_STATED PROBLEM_.
Answer these about the Greg Smith profile below:
1. What curling club does the profile list for his team?
2. What record did his team have at the 2018 Tim Hortons Brier?
3. Who beat his team in a tiebreaker at the 2020 Newfoundland and Labrador Tankard?
**** TEXT EXCERPT
- Born: June 18, 1996 (age 29) St. John's, Newfoundland and Labrador

Team
- Curling club: RE/MAX Centre & Bally Haly CC, St. John's, NL
- Skip: Greg Smith
- Third: Carter Small
- Second: Nate Locke
- Lead: Ben Stringer
- Mixed doubles partner: Jessica Wiseman

Curling career
- Member Association: Newfoundland and Labrador
- Brier appearances: 2 (2018, 2021)
- Top CTRS ranking: 41st (2023–24)

= Greg Smith (curler) =

Canadian curler

Gregory Smith (born June 18, 1996) is a Canadian curler from St. John's, Newfoundland and Labrador. He currently skips his own team out of the RE/MAX Centre.

==Career==
Smith skipped Team Newfoundland and Labrador at two consecutive Canadian Junior Curling Championships in 2015 and 2016 with his team of Ryan McNeil Lamswood, Kyle Barron and Craig Laing. In 2015, they had a 3–6 eleventh-place finish and in 2016, they finished in ninth with a 5–4 record. While still in juniors, Smith and his team played in the 2015 GSOC Tour Challenge Tier 2 which was held in Paradise, Newfoundland and Labrador. There, they finished with a winless 0–4 record.

Smith played in his first Newfoundland and Labrador Tankard in 2018 with his new team of Matthew Hunt, Andrew Taylor and Ian Withycombe. The team had a successful tournament, finishing the round robin with a perfect 8–0 and defeating Andrew Symonds 9–6 in the final to claim the provincial title. Representing Newfoundland and Labrador at the 2018 Tim Hortons Brier, they finished with a 1–7 record, only defeating Yukon's Thomas Scoffin. The team could not defend their provincial title the following season, losing out in the C Event quarterfinals.

During the 2019–20 season, Smith competed in his second Grand Slam of Curling event at the 2019 Tour Challenge Tier 2 in Westville Road, Nova Scotia, where he once again finished 0–4. At the 2020 Newfoundland and Labrador Tankard, his team lost in a tiebreaker to Colin Thomas.
********
**** PROVIDED RECORDS
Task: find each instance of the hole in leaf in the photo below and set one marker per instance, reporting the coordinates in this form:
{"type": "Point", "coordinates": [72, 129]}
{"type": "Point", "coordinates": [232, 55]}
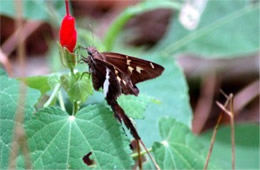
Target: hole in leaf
{"type": "Point", "coordinates": [86, 159]}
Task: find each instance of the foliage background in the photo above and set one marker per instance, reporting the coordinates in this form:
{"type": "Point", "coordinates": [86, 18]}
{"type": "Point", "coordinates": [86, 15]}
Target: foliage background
{"type": "Point", "coordinates": [227, 30]}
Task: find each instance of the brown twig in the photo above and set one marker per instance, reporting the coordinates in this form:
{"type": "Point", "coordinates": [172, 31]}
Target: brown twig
{"type": "Point", "coordinates": [231, 115]}
{"type": "Point", "coordinates": [243, 97]}
{"type": "Point", "coordinates": [215, 133]}
{"type": "Point", "coordinates": [205, 101]}
{"type": "Point", "coordinates": [27, 29]}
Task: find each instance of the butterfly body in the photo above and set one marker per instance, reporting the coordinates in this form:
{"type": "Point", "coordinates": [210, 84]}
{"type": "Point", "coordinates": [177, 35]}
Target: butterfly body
{"type": "Point", "coordinates": [117, 74]}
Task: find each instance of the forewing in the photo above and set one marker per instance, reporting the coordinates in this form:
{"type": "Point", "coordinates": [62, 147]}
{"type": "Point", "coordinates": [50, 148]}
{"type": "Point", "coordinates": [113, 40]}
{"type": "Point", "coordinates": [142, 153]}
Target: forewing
{"type": "Point", "coordinates": [136, 69]}
{"type": "Point", "coordinates": [118, 82]}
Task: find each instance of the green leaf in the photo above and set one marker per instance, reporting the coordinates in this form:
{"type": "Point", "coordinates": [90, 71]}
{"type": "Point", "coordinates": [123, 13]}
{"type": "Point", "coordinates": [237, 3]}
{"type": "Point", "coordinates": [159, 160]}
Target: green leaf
{"type": "Point", "coordinates": [246, 146]}
{"type": "Point", "coordinates": [79, 87]}
{"type": "Point", "coordinates": [135, 106]}
{"type": "Point", "coordinates": [237, 23]}
{"type": "Point", "coordinates": [38, 82]}
{"type": "Point", "coordinates": [34, 9]}
{"type": "Point", "coordinates": [129, 13]}
{"type": "Point", "coordinates": [9, 104]}
{"type": "Point", "coordinates": [59, 141]}
{"type": "Point", "coordinates": [172, 91]}
{"type": "Point", "coordinates": [179, 148]}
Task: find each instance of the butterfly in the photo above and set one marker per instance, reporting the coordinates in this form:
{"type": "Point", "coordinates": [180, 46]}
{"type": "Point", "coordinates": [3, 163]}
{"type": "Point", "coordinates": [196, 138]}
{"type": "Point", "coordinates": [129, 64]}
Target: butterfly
{"type": "Point", "coordinates": [118, 74]}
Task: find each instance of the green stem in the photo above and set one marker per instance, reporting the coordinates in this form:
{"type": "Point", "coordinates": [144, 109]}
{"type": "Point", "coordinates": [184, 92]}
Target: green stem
{"type": "Point", "coordinates": [53, 95]}
{"type": "Point", "coordinates": [135, 155]}
{"type": "Point", "coordinates": [75, 103]}
{"type": "Point", "coordinates": [61, 101]}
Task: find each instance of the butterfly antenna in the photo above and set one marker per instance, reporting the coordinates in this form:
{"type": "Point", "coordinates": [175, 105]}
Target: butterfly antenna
{"type": "Point", "coordinates": [149, 154]}
{"type": "Point", "coordinates": [139, 154]}
{"type": "Point", "coordinates": [92, 34]}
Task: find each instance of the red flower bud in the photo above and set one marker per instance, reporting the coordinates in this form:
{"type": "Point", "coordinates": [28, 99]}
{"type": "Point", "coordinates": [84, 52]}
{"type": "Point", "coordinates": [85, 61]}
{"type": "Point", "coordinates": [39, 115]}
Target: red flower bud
{"type": "Point", "coordinates": [68, 33]}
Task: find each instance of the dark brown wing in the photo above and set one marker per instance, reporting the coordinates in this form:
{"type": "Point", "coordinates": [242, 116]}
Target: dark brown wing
{"type": "Point", "coordinates": [118, 82]}
{"type": "Point", "coordinates": [137, 69]}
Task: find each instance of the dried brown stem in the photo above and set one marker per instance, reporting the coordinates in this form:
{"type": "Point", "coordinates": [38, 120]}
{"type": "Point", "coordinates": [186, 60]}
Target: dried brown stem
{"type": "Point", "coordinates": [26, 29]}
{"type": "Point", "coordinates": [231, 115]}
{"type": "Point", "coordinates": [205, 101]}
{"type": "Point", "coordinates": [213, 138]}
{"type": "Point", "coordinates": [246, 95]}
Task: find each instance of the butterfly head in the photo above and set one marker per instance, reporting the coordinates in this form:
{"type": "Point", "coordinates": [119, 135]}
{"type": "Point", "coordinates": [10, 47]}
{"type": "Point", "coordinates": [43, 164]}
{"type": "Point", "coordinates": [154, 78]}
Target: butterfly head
{"type": "Point", "coordinates": [92, 51]}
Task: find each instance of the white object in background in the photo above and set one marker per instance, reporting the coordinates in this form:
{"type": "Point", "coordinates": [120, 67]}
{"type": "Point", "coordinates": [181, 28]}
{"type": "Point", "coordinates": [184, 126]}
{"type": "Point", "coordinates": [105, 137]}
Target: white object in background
{"type": "Point", "coordinates": [191, 12]}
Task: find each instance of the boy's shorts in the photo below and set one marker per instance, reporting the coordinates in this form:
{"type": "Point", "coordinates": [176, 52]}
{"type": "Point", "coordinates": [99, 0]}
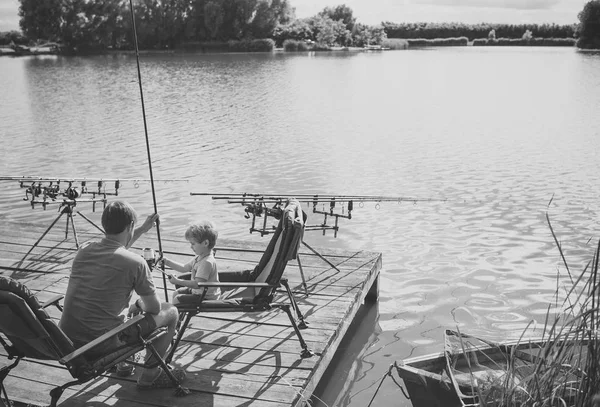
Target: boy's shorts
{"type": "Point", "coordinates": [186, 296]}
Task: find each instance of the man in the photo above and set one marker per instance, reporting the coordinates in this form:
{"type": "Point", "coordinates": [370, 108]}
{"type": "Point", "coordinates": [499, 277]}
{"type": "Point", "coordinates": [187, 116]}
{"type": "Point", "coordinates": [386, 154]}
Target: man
{"type": "Point", "coordinates": [103, 277]}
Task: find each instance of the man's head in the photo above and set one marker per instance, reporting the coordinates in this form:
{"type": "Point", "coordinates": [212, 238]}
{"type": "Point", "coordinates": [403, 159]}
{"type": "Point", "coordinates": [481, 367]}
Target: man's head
{"type": "Point", "coordinates": [117, 217]}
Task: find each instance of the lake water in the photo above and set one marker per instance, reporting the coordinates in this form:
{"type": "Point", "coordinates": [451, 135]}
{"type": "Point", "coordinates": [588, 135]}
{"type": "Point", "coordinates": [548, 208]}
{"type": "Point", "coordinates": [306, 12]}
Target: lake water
{"type": "Point", "coordinates": [503, 135]}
********
_EXPECTED ANSWER_.
1. RE/MAX Centre & Bally Haly CC, St. John's, NL
2. 1–7
3. Colin Thomas